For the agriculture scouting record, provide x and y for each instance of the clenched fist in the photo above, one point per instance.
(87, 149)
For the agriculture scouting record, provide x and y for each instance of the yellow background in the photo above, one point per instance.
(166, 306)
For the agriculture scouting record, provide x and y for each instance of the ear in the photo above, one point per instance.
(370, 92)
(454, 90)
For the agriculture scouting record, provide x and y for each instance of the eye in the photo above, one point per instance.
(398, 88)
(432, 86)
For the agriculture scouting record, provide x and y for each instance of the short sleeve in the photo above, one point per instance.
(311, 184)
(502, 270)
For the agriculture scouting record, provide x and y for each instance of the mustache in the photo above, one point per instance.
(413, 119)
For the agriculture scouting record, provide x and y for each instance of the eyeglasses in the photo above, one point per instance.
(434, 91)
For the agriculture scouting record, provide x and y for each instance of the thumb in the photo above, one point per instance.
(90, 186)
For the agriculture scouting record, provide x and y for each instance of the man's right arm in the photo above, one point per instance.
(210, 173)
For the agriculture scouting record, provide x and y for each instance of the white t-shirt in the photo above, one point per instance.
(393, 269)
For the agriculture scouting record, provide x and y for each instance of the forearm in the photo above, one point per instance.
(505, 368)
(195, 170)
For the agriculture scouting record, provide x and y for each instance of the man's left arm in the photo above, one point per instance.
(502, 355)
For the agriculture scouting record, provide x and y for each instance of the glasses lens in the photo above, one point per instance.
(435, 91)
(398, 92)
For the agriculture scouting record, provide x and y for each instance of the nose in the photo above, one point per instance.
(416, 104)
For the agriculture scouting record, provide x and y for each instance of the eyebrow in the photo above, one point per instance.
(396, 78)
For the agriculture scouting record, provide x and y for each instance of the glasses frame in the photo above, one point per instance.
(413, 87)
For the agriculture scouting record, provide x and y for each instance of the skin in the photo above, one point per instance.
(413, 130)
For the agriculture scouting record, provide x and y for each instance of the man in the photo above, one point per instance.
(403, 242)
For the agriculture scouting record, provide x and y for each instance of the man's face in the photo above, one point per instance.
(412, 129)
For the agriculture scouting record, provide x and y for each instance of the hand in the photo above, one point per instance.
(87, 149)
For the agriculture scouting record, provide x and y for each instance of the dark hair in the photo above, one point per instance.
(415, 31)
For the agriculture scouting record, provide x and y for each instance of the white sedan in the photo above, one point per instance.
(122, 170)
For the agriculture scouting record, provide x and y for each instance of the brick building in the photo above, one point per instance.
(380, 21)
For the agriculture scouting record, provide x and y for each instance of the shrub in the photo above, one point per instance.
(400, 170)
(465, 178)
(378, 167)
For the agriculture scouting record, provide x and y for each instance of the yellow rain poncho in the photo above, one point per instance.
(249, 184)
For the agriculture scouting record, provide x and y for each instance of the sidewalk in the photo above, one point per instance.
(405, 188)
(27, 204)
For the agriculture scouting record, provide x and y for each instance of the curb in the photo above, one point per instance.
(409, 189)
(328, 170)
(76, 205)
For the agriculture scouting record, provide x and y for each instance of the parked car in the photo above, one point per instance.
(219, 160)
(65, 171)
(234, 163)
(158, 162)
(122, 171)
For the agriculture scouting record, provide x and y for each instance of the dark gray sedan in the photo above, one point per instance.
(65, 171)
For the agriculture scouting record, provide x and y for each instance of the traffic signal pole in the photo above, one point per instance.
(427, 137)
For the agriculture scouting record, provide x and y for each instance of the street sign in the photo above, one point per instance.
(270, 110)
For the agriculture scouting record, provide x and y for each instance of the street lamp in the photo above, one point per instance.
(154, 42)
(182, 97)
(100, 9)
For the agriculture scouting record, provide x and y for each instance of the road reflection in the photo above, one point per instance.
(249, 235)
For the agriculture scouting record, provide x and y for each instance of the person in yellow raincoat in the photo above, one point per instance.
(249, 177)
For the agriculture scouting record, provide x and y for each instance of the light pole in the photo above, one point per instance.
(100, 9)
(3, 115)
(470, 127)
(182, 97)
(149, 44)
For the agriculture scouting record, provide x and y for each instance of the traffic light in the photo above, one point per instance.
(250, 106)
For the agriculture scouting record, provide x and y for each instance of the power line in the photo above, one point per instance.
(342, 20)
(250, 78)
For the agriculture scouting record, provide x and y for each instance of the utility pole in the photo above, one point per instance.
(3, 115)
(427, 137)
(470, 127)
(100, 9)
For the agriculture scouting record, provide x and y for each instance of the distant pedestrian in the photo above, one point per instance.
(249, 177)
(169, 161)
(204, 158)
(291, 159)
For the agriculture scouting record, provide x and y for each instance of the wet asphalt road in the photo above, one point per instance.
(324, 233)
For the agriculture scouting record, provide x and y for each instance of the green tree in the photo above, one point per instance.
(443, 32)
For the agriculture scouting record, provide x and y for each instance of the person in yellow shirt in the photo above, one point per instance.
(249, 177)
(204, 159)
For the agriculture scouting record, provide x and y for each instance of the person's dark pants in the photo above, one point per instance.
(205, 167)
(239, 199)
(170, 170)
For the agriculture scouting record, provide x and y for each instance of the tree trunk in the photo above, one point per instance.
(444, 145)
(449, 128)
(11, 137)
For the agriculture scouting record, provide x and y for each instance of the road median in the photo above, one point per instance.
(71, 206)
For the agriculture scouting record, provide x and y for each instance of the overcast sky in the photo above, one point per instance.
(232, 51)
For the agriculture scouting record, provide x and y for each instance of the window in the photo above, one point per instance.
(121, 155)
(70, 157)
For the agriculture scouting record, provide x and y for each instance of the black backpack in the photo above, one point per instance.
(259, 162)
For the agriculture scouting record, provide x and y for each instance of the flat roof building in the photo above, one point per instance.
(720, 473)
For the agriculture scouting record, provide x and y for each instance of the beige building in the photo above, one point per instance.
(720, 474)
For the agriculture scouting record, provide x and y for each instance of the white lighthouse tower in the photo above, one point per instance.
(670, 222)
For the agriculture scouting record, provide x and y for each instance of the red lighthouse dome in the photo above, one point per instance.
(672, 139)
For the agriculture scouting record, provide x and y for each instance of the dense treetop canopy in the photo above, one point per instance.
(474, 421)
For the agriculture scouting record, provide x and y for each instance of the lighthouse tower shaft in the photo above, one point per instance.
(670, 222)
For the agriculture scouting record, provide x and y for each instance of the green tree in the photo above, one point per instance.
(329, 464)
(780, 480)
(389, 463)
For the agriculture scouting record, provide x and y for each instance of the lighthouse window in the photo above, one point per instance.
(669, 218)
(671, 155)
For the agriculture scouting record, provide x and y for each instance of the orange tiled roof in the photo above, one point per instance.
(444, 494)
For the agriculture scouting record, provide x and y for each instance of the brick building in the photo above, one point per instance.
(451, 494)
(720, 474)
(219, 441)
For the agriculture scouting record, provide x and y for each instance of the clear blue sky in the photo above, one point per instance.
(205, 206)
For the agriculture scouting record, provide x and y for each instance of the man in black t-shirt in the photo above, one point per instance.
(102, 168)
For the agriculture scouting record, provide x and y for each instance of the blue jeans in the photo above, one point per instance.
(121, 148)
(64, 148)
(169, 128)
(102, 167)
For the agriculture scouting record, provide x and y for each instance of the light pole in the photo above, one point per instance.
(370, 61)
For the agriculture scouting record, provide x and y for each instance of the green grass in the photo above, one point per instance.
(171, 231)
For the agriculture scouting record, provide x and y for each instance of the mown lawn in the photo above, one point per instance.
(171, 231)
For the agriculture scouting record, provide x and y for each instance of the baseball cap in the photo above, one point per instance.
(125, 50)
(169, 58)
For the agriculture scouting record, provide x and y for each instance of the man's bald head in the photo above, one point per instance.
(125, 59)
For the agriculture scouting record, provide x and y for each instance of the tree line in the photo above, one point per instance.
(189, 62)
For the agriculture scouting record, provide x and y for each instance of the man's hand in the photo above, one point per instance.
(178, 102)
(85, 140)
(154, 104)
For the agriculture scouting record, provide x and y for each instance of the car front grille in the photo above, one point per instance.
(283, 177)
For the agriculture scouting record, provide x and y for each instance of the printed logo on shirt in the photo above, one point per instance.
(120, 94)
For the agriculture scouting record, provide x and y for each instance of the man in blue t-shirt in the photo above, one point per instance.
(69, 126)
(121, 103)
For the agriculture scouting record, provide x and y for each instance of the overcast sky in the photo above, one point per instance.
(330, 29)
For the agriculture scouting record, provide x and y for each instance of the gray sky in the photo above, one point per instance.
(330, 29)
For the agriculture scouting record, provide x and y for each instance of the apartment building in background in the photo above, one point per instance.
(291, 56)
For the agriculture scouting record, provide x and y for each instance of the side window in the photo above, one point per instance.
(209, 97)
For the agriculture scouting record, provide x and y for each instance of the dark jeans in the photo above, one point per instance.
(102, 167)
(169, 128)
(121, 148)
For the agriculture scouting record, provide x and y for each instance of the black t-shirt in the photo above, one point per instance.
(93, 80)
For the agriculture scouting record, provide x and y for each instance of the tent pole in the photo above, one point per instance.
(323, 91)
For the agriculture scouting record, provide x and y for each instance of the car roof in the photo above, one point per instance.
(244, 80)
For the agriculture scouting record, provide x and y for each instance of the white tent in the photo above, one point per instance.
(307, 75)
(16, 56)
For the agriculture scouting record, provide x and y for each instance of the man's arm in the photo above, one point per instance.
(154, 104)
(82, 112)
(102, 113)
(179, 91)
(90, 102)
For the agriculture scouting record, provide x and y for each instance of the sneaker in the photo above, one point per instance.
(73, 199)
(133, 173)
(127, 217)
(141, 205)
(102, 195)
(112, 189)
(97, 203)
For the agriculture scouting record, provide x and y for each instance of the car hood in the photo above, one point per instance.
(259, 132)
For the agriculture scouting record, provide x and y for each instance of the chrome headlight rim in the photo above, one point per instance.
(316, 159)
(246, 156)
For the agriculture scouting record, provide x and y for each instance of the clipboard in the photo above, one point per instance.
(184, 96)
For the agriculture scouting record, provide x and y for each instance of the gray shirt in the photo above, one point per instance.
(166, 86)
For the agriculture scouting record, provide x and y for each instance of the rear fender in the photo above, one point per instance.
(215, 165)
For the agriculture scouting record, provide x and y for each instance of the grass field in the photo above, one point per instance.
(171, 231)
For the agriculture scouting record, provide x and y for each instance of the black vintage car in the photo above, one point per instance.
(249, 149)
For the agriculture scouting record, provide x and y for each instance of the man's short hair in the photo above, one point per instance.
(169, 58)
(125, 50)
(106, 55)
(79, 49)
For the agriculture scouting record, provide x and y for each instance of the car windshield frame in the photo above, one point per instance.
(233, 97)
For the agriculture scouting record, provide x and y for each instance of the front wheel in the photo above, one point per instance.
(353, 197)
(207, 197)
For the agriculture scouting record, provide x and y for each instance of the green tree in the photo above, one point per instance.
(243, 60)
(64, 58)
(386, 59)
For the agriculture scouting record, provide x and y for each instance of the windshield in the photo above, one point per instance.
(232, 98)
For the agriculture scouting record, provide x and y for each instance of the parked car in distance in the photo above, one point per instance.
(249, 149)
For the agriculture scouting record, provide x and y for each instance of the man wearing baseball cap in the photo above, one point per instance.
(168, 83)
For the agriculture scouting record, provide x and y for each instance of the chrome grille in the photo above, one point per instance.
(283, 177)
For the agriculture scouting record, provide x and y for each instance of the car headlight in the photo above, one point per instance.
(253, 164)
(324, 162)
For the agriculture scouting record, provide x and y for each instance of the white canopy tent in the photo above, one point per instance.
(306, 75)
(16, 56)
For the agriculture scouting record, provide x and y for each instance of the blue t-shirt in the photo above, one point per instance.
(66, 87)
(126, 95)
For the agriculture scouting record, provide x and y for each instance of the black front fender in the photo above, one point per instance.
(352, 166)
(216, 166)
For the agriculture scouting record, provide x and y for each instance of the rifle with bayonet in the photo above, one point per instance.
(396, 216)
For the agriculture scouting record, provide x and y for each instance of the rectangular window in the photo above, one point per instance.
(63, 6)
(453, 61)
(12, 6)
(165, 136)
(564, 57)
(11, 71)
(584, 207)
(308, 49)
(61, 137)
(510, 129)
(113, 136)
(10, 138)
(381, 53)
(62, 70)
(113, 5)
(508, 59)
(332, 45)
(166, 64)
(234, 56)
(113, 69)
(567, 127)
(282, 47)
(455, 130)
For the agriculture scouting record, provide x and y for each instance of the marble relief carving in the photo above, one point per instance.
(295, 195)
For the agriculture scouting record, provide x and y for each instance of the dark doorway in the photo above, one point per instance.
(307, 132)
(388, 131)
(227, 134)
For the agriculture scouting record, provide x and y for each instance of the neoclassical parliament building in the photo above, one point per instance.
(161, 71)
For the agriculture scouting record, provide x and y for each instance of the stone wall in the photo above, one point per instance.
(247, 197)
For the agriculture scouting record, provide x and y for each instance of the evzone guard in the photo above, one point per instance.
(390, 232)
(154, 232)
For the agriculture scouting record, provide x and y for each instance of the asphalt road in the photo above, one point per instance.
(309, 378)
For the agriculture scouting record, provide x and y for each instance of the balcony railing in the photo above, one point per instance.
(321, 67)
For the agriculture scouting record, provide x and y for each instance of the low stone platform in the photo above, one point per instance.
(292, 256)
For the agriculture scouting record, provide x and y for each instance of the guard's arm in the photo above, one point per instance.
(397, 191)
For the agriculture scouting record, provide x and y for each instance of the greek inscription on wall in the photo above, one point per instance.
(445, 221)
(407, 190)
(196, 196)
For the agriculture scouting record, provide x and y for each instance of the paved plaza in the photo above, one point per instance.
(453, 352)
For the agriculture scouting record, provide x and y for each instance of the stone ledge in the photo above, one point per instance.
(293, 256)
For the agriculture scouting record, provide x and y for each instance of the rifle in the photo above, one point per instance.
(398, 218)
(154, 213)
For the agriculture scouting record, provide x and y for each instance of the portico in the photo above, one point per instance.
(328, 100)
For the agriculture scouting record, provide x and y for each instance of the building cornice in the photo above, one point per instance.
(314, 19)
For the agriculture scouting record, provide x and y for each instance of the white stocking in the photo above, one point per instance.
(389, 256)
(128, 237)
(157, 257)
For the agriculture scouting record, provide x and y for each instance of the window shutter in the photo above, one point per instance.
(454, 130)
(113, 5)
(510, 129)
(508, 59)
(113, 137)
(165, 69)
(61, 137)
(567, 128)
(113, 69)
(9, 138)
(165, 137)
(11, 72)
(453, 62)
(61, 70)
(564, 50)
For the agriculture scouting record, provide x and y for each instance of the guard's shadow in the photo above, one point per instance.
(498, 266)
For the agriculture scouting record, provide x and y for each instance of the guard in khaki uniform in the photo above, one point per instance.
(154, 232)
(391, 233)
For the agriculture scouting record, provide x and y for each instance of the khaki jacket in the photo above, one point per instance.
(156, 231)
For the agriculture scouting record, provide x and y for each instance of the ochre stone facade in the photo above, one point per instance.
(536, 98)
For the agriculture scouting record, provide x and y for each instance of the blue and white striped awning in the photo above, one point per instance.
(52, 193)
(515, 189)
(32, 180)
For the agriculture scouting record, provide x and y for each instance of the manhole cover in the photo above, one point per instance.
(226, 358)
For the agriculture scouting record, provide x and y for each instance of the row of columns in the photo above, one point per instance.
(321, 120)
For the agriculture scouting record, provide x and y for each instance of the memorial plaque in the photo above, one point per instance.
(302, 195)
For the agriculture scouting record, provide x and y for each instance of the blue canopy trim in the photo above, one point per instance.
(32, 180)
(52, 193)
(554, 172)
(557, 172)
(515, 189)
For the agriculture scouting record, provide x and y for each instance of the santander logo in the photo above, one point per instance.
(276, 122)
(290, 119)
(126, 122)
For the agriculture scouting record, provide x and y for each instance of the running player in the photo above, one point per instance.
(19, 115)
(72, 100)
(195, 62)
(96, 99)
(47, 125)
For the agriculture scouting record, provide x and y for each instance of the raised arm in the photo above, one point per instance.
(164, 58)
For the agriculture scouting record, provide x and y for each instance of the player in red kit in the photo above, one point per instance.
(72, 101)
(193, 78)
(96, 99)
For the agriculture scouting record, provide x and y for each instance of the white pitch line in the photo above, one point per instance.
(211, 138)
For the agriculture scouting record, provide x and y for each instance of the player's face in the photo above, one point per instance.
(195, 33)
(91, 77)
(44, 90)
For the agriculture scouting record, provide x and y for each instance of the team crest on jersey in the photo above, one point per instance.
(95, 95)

= = = = =

● **Goal**
Beginning at the line that holds "of the manhole", reproduce each line of the records above down to and including the last one.

● **Answer to this task**
For the agriculture scouting record, provide x and y for each instance of the manhole cover in the photo above, one point per instance.
(226, 358)
For the agriculture scouting record, provide x and y for each instance of the row of columns in the photo above, one point per instance.
(321, 120)
For the agriculture scouting record, provide x and y for each instance of the memorial plaque in the photo above, one point per instance.
(302, 195)
For the agriculture scouting record, provide x and y for each instance of the blue canopy trim in the photo above, one point per instance.
(32, 180)
(52, 193)
(554, 172)
(557, 172)
(515, 189)
For the agriculture scouting record, provide x and y for each instance of the santander logo in the photo above, one point per instance.
(276, 122)
(290, 119)
(126, 122)
For the agriculture scouting record, provide x and y for each instance of the running player in the photo above, one point per instance.
(19, 115)
(72, 100)
(195, 62)
(96, 99)
(47, 125)
For the agriculture scouting record, provide x and y for each instance of the raised arm in the photo above, one point per instance.
(164, 58)
For the agriculture scouting record, provide x and y for each instance of the player in red kit in the photo above, one point per instance.
(72, 101)
(193, 78)
(96, 99)
For the agriculture scouting record, provide x and y for each instance of the white pitch line in the photo above, one point per instance.
(211, 138)
For the agriculture scouting record, provide x and y for each instance of the player's face in the photo above, one point per instance.
(195, 33)
(91, 77)
(44, 90)
For the agriculture scouting record, provide x and y for each instance of the team crest on jersey in the photo above, one point per instance.
(95, 95)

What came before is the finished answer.